Problem:
Render as a numbered list, omitting blank lines, the lines between the line containing "flag with union" and the line containing "(400, 0), (800, 263)", inclusive.

Data to process:
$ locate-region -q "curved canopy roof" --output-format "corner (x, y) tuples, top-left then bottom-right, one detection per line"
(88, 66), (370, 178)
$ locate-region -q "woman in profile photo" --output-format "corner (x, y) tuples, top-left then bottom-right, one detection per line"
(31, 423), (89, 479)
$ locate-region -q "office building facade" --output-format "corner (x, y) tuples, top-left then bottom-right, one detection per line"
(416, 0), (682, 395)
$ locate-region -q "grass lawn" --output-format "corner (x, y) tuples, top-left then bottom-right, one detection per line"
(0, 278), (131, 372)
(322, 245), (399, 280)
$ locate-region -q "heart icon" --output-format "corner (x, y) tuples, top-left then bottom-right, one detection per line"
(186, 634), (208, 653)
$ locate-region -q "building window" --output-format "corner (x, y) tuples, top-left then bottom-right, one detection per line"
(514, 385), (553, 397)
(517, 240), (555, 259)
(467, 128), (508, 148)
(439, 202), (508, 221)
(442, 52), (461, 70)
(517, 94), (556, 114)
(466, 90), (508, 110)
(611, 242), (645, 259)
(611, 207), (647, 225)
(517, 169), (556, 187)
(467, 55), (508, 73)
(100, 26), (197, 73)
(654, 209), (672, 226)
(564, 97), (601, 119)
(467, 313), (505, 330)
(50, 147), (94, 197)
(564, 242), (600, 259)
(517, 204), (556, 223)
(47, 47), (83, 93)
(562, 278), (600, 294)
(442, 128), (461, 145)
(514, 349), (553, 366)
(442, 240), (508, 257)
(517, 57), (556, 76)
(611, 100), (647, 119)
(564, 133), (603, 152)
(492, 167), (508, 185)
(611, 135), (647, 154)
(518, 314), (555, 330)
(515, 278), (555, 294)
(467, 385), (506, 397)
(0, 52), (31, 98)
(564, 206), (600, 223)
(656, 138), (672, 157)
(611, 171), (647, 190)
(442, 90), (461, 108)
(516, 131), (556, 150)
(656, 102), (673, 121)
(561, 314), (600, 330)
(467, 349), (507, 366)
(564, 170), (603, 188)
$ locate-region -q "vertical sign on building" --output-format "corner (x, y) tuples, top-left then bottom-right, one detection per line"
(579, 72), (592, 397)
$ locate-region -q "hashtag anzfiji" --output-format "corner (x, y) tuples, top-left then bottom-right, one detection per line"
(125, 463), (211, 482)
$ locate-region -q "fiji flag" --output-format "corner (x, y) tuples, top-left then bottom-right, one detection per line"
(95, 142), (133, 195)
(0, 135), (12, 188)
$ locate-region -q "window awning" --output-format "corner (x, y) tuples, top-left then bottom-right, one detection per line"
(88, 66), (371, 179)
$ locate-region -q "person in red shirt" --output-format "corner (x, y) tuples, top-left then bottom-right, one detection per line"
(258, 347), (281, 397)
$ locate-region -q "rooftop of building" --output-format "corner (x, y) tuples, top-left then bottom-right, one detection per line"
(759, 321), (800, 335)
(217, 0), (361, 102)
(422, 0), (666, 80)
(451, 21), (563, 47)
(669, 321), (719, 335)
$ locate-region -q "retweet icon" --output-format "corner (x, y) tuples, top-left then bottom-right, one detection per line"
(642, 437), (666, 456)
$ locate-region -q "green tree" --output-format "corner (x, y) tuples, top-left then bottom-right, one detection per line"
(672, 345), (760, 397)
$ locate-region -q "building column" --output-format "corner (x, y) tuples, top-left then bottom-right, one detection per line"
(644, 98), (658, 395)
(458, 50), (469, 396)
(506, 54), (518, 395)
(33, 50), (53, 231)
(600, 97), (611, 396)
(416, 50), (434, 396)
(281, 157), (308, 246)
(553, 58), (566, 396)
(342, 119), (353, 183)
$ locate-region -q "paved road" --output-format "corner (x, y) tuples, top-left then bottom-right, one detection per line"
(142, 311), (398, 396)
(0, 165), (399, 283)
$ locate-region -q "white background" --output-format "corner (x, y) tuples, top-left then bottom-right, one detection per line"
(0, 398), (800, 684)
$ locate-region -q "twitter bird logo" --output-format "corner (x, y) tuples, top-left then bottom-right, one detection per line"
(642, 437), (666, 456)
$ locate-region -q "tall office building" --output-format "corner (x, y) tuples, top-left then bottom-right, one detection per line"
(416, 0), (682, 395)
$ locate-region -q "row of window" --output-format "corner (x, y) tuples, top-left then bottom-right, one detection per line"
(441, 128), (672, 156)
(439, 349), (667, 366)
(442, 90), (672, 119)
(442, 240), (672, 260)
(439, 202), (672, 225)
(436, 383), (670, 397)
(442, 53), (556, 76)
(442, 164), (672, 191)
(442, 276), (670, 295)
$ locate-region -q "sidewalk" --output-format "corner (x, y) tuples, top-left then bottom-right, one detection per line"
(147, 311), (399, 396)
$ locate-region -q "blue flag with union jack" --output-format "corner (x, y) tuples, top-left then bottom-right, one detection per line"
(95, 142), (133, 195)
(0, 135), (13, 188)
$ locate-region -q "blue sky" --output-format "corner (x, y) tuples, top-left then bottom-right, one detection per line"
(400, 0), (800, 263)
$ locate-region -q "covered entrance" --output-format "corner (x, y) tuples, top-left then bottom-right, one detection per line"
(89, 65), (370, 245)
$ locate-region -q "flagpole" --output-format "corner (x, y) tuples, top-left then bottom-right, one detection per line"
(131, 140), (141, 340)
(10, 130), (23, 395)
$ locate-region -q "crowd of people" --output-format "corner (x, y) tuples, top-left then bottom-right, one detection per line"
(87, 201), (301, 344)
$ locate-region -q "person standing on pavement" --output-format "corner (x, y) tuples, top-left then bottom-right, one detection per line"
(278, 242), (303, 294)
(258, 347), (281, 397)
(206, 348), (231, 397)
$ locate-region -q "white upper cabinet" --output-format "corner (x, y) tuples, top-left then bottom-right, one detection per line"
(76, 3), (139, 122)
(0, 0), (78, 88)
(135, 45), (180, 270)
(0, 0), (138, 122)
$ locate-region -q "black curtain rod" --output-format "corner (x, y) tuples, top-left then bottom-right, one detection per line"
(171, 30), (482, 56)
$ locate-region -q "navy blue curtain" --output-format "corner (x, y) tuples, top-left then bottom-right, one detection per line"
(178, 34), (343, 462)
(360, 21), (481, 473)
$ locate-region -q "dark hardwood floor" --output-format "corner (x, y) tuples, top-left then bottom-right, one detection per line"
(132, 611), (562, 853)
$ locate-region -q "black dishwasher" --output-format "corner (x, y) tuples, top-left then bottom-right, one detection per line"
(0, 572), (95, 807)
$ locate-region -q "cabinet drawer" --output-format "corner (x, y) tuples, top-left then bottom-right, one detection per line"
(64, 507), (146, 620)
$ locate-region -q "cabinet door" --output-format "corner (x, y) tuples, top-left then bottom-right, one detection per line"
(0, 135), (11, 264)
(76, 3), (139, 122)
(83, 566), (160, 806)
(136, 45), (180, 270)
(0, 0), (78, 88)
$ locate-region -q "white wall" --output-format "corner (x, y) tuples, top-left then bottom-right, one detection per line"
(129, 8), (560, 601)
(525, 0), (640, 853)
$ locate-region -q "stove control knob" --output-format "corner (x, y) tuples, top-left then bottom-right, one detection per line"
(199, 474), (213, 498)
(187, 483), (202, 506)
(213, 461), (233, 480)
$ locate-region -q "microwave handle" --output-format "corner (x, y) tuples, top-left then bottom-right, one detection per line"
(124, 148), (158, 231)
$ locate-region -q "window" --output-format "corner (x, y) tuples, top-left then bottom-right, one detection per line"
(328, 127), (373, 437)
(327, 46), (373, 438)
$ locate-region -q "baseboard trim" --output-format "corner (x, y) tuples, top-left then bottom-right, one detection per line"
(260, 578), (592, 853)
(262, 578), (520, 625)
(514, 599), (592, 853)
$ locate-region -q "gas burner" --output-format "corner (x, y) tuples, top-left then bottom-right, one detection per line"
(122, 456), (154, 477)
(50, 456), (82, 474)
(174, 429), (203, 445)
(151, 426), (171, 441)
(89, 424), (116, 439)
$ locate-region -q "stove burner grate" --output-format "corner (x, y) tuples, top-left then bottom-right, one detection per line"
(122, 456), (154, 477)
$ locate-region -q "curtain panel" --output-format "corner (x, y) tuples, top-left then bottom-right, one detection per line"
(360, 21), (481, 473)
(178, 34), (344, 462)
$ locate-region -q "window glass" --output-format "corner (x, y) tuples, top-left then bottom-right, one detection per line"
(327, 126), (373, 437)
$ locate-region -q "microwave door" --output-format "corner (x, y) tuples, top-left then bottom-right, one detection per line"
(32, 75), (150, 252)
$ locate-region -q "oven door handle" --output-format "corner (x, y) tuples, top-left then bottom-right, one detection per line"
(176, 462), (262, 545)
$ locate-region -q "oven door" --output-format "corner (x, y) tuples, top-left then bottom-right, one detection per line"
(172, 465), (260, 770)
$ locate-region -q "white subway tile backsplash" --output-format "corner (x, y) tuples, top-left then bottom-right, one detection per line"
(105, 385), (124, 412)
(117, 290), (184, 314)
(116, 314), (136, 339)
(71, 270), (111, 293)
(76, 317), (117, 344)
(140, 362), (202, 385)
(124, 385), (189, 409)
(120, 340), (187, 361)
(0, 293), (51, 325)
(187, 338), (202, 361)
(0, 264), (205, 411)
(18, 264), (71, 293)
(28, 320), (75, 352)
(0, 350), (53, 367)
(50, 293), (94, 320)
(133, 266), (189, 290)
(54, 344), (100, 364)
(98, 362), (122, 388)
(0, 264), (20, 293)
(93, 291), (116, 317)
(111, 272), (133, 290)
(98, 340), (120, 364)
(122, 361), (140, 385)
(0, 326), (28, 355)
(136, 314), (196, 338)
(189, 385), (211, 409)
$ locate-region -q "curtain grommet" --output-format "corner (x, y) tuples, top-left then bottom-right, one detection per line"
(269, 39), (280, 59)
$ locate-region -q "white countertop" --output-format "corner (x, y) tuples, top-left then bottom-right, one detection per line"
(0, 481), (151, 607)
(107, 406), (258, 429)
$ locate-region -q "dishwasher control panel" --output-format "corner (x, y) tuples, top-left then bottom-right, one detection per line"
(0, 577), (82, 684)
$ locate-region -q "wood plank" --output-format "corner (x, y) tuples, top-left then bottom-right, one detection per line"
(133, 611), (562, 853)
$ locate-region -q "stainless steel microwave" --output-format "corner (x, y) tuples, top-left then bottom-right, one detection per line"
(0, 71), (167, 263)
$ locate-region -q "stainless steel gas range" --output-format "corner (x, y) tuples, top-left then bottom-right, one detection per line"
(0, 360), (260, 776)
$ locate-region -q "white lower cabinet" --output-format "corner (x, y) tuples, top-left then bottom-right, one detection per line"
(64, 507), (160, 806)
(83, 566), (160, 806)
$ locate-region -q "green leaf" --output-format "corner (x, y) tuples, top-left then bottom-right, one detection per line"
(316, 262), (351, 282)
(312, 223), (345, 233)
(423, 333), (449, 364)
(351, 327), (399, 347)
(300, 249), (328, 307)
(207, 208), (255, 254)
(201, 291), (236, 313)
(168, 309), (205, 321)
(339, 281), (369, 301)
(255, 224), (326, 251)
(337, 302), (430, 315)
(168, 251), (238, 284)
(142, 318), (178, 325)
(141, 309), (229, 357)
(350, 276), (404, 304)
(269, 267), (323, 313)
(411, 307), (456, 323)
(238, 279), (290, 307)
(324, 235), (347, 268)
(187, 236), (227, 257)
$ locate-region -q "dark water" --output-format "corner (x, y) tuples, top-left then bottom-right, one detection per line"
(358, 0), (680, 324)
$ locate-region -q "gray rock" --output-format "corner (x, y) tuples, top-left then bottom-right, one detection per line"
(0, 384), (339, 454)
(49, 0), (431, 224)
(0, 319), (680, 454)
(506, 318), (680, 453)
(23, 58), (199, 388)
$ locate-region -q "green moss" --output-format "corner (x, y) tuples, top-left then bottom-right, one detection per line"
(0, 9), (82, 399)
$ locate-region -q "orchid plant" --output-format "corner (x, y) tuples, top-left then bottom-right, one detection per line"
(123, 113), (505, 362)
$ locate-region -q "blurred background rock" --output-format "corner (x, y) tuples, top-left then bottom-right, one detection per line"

Full response:
1. $ locate-region -q "blue flag with union jack" --output-format "corner (x, y) tuples, top-left then bottom-right, one detection per line"
2. (95, 142), (133, 195)
3. (0, 135), (13, 188)
4. $ locate-region -q "blue sky" --output-format "corner (x, y) tuples, top-left then bottom-right, one detection per line"
5. (400, 0), (800, 263)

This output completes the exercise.